• **INSTRUCTIONS**:
A) Retype the passage from the article on exercise addiction among gym-goers, starting at "Fitspiration is leading" and ending at "amongst vulnerable gym-goers.".
B) According to the article on exercise addiction among gym-goers, what percentage of gym-goers are at risk of Exercise Addiction?

• **TEXT EXCERPT**:
Fitspiration is leading to risk of exercise addiction, image related disorders and use of performance-enhancing substances amongst gym-goers

4 April 2019

With the trend for fitness becoming synonymous with strength, beauty and even status, a new study by researchers at the University of Hertfordshire, published today in journal PLOS ONE, has identified the emergence of Exercise Addiction and resulting physical and mental-health issues amongst vulnerable gym-goers.

The research studied 1,711 gym users internationally* and concluded that societal pressure for the perfect body, often from social media, is leading to the emergence of a new condition of Exercise Addiction. The study found 11.7% of gym-goers are at risk of Exercise Addiction, which can lead to image anxiety, low self-esteem and image-related psychopathologies, such as body dysmorphic disorders, as well as leading to unhealthy eating and training regimes and the use of performance-enhancing substances.

• **SOURCE MATERIAL**:
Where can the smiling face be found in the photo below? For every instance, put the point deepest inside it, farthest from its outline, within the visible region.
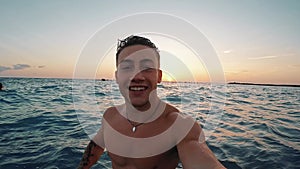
(138, 74)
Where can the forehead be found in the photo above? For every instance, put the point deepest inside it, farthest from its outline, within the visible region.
(137, 53)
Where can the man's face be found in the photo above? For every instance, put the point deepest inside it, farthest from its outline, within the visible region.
(138, 74)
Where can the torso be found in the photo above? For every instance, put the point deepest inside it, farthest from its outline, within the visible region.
(165, 160)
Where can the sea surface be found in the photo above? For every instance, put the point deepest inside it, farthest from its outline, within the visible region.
(47, 123)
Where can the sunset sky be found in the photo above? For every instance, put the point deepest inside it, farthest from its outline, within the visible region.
(255, 41)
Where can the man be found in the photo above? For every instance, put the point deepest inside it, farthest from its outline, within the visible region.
(145, 132)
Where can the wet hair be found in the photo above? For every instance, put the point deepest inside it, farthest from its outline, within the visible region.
(134, 40)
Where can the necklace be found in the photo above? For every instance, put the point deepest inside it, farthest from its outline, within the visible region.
(134, 126)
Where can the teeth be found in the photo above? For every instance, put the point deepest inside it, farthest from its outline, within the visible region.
(137, 88)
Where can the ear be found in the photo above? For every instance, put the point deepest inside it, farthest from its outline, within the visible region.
(159, 74)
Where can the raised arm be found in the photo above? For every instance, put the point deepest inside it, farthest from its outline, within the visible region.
(195, 154)
(91, 155)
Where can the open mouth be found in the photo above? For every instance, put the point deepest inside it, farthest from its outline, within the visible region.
(137, 88)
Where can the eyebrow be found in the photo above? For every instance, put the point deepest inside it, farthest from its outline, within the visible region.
(126, 61)
(146, 60)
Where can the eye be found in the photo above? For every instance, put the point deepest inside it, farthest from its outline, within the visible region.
(148, 69)
(126, 68)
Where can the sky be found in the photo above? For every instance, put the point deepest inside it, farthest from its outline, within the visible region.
(254, 41)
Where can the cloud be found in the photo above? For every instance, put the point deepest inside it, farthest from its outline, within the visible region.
(262, 57)
(14, 67)
(20, 66)
(4, 68)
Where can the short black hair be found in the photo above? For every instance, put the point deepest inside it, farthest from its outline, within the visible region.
(134, 40)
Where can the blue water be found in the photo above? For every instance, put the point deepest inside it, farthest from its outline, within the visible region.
(46, 124)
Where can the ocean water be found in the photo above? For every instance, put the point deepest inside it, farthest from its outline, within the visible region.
(46, 123)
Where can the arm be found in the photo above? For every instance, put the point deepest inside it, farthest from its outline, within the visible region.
(195, 154)
(91, 155)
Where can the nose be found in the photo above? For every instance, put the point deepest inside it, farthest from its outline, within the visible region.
(138, 76)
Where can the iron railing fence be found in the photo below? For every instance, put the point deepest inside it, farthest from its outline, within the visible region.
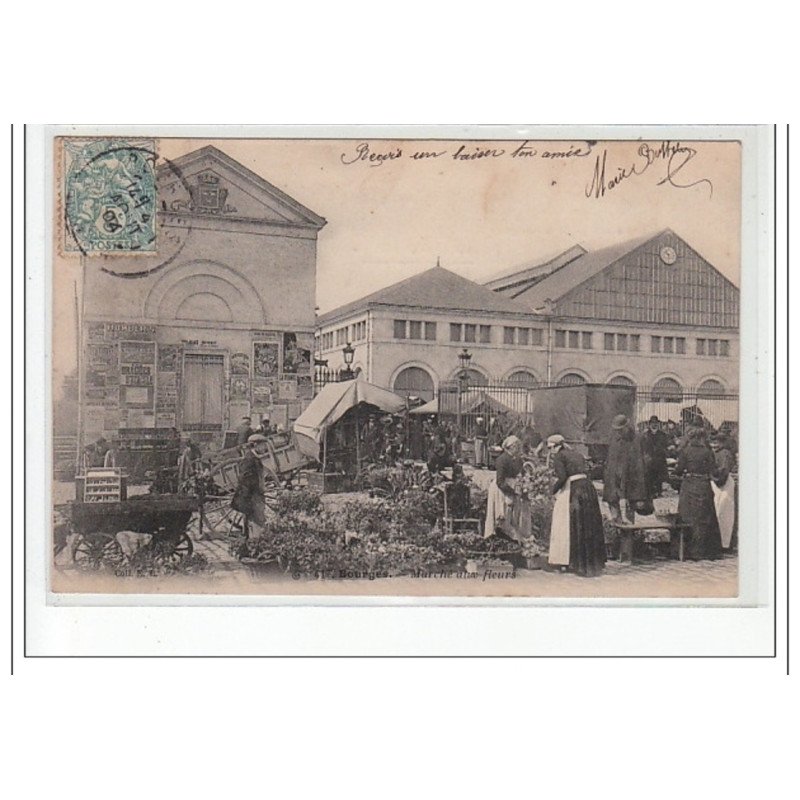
(462, 404)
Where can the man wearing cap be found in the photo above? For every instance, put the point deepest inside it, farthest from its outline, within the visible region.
(481, 434)
(654, 449)
(243, 432)
(248, 498)
(624, 477)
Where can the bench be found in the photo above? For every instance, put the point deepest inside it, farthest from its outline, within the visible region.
(627, 530)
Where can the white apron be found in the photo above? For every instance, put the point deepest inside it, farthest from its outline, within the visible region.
(498, 508)
(559, 527)
(725, 506)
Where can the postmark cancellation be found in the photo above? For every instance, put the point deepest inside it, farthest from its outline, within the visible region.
(107, 189)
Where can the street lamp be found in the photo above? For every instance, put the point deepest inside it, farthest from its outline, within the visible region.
(348, 351)
(464, 359)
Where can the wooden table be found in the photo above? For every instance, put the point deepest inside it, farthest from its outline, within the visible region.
(627, 530)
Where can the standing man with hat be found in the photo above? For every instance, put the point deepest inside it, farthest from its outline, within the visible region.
(654, 448)
(248, 499)
(481, 434)
(624, 477)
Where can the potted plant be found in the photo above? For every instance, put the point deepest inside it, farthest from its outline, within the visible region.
(533, 554)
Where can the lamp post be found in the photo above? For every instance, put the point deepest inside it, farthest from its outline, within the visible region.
(464, 359)
(348, 351)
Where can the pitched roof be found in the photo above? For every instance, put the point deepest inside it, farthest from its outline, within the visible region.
(307, 216)
(521, 277)
(578, 271)
(436, 288)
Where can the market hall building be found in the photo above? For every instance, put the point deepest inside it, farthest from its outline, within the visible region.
(650, 312)
(217, 325)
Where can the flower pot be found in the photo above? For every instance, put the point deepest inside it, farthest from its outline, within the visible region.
(535, 562)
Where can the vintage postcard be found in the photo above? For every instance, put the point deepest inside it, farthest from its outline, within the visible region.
(432, 367)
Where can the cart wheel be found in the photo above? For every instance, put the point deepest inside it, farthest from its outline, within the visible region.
(172, 549)
(218, 517)
(93, 553)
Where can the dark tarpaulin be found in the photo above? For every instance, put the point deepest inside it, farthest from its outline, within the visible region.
(582, 413)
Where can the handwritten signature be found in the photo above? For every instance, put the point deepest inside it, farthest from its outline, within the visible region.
(674, 154)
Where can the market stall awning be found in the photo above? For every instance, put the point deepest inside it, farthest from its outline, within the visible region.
(431, 407)
(332, 403)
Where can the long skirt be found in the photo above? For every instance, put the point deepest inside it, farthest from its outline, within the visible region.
(696, 509)
(576, 537)
(725, 507)
(510, 516)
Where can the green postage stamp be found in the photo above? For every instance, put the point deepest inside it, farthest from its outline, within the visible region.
(108, 190)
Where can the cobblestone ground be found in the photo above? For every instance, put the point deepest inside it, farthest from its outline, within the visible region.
(654, 577)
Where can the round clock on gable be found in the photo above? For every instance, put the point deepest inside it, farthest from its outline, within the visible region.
(668, 255)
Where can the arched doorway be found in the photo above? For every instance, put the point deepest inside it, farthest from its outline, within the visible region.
(523, 378)
(621, 380)
(414, 382)
(710, 388)
(571, 379)
(473, 377)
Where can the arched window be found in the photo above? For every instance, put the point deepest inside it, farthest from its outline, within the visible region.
(473, 377)
(414, 382)
(667, 390)
(710, 388)
(523, 378)
(621, 380)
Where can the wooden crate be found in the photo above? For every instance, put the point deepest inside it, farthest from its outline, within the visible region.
(326, 483)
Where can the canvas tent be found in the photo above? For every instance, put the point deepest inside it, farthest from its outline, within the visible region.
(332, 403)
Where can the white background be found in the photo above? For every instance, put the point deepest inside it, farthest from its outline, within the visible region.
(638, 727)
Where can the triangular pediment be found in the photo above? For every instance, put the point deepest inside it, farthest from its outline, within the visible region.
(209, 183)
(661, 280)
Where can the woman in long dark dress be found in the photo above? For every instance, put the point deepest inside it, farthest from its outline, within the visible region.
(696, 465)
(576, 534)
(502, 503)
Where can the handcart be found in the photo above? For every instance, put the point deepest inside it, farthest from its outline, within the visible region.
(213, 481)
(164, 517)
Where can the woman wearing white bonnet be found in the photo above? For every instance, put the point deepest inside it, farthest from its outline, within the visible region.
(503, 504)
(576, 532)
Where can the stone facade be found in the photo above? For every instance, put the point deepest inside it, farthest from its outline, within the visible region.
(646, 329)
(218, 324)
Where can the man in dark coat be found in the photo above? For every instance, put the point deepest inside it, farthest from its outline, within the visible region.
(624, 477)
(243, 432)
(654, 448)
(248, 498)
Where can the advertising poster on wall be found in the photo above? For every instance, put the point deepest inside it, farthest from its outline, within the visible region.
(240, 364)
(297, 353)
(266, 357)
(167, 357)
(287, 388)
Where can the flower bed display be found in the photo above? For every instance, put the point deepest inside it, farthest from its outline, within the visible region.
(370, 536)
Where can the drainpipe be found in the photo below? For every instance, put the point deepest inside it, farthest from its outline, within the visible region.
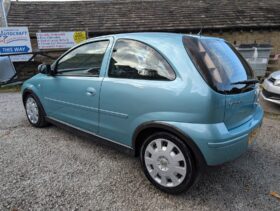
(3, 10)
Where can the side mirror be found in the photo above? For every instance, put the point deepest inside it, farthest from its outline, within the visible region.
(45, 69)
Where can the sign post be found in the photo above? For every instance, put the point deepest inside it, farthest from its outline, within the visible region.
(59, 40)
(15, 40)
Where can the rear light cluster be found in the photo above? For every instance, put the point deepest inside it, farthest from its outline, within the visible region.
(272, 80)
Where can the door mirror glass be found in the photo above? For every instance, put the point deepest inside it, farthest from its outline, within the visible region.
(85, 60)
(45, 69)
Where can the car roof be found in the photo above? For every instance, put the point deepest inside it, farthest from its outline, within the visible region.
(148, 37)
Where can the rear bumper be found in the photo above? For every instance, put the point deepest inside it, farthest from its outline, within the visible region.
(270, 92)
(218, 144)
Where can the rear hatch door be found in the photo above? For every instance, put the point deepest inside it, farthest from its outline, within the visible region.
(239, 108)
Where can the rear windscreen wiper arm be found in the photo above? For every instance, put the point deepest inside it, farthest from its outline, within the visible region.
(250, 81)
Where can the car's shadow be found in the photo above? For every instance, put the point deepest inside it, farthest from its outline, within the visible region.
(245, 182)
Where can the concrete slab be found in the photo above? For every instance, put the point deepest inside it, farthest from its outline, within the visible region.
(270, 108)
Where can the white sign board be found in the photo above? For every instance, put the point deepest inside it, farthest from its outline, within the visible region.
(59, 40)
(15, 40)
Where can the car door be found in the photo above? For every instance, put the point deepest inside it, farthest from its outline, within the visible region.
(72, 94)
(137, 76)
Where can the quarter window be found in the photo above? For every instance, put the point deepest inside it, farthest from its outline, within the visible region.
(85, 60)
(135, 60)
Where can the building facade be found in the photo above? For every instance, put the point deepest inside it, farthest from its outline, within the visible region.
(238, 21)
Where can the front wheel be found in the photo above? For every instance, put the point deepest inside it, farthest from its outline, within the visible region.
(168, 163)
(34, 111)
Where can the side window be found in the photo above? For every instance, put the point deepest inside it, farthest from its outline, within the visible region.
(85, 60)
(135, 60)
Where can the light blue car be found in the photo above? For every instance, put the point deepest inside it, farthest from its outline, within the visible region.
(179, 102)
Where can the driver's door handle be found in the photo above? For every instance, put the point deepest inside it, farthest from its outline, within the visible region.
(91, 91)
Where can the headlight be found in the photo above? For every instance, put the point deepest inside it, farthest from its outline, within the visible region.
(277, 82)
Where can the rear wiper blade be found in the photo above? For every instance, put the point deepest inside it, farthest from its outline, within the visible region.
(250, 81)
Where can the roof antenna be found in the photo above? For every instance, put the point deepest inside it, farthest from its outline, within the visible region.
(201, 29)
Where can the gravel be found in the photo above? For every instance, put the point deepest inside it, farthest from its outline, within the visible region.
(52, 169)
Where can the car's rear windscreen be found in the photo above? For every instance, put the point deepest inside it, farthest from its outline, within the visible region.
(219, 63)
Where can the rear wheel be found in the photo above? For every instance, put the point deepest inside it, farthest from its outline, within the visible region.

• **ANSWERS TO THE PROBLEMS**:
A)
Fitspiration is leading to risk of exercise addiction, image related disorders and use of performance-enhancing substances amongst gym-goers

4 April 2019

With the trend for fitness becoming synonymous with strength, beauty and even status, a new study by researchers at the University of Hertfordshire, published today in journal PLOS ONE, has identified the emergence of Exercise Addiction and resulting physical and mental-health issues amongst vulnerable gym-goers.

B) 11.7%